Material provided:
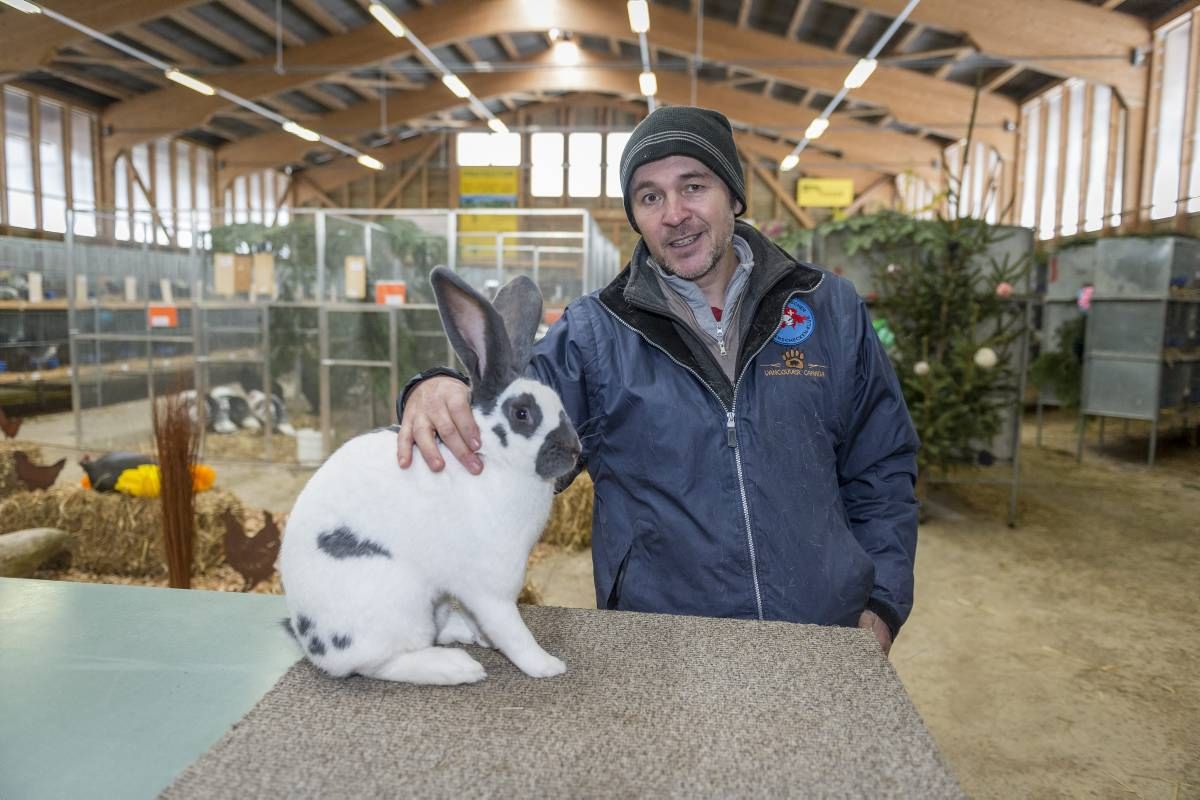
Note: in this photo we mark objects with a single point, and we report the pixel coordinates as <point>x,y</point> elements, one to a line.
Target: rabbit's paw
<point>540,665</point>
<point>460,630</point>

...

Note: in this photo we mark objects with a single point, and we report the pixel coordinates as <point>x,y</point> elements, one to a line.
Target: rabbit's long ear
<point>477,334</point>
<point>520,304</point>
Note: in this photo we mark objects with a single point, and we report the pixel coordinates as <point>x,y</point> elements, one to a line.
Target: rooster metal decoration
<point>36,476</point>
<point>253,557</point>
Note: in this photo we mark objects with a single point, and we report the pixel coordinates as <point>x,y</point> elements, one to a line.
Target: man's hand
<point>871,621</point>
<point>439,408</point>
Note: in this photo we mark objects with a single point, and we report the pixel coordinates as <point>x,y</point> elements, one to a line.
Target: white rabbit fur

--

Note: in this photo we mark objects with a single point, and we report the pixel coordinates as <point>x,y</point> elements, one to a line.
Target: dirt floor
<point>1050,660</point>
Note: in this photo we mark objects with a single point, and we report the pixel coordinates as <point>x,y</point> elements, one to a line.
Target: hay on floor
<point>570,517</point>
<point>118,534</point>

Problem:
Pick out every line in the entries above that contains the string "Target", and copy each of those lines in full. Case counts.

Answer to this task:
Target: rabbit's paw
Target: rabbit's long ear
Target: rooster metal decoration
Target: man's hand
Target: white rabbit fur
Target: dirt floor
Target: hay on floor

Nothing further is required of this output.